Which artists did you find?

I definitely like a lot of Midland‘s production and mixes, I like Max Graef and all those guys, like Glenn Astro.

What else have you been doing this past year?

I moved to a new place in Footscray, and that’s changed my whole creative process. Who I’m sort of talking too, where I’m situated, and I guess just what I’m doing in a different home environment. I’m learning a lot more about gardening and water culture. That’s because that’s what my housemates do. They’re into that and I love it. It’s so interesting, I’ve learnt so much about different strands of Broccoli, like if you can’t learn anything, how are you supposed to output anything new. I’ve also just been doing normal work, just my day to day kind of thing, just to get by.

Also between the period of ‘Altair’ and ‘Nightcrawler’, that’s when all of this happened, that move. It took me a while to get my setup and environment to a point where it was nature, where I feel like I could sit down and do something. Then once I did that, I hit a writer’s block for about three months and was really stressed out. Really anxious, and I spoke to as many people and everyone about it. I spoke to producer friends, the Good Manners guys, mum and dad, close friends. From there, I think it was only a couple months ago, where I felt like I come out of that.

 

Do you know what was creating the writer’s block?

No, I’m not sure. I think it was less trying to do it like ‘Altair’ and more trying to do it like ‘Nightcrawler’. Going for that less is more approach, doing things that you’re not comfortable doing and sticking with it, learning new things to get out of old ways. Especially with just general learning and then with production as well. I’ve turned my whole setup upside down. Everything that I play with live, I use to record with. So in the past, I’d go to my laptop, I’d have some shitty recordings or some recordings on my phone, and I would just put them in and sample them, or sample from where ever. But now I use the little bits of gear that I have, and I’d have really simple sounds, simple processes, and just running with it. I think that is a key thing that I saw and read about with writer’s block, having limitations, because if you’re sitting at a computer, you could just go forever into the ether. You could be tuning something for ages and it doesn’t get you anywhere. But if you sort of go “hey, that’s the hi-hat sound done” bang, that’s it, don’t finesse for 15 minutes over it. That mindset going forward was how I got things done and got out of it.

────────────────────

— Instruction —
Copy the part of the interview that starts at the words "Which artists did" and ends after "this past year?", swapping "artists" for "producers".

— Dataset records —
────────────────────

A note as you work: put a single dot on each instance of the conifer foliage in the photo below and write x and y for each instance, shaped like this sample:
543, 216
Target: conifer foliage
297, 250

────────────────────

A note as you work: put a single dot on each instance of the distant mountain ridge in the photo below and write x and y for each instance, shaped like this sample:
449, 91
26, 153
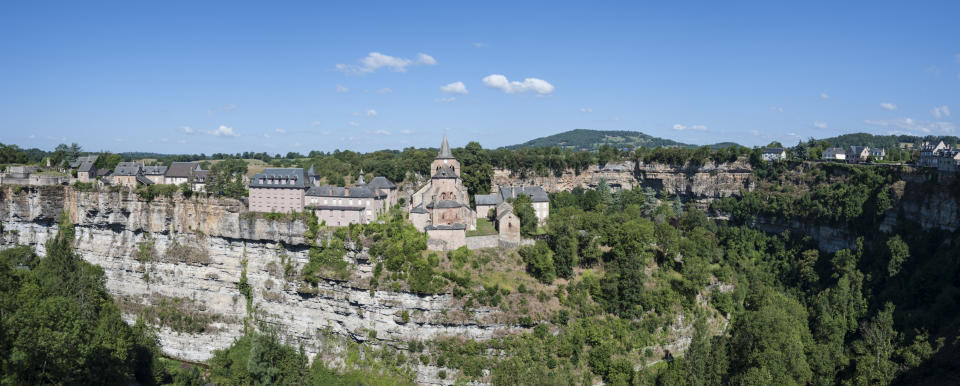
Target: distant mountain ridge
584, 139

────────────────────

— Problem solution —
Which producers did you find?

I definitely like a lot of Midland‘s production and mixes, I like Max Graef and all those guys, like Glenn Astro.

What else have you been doing this past year?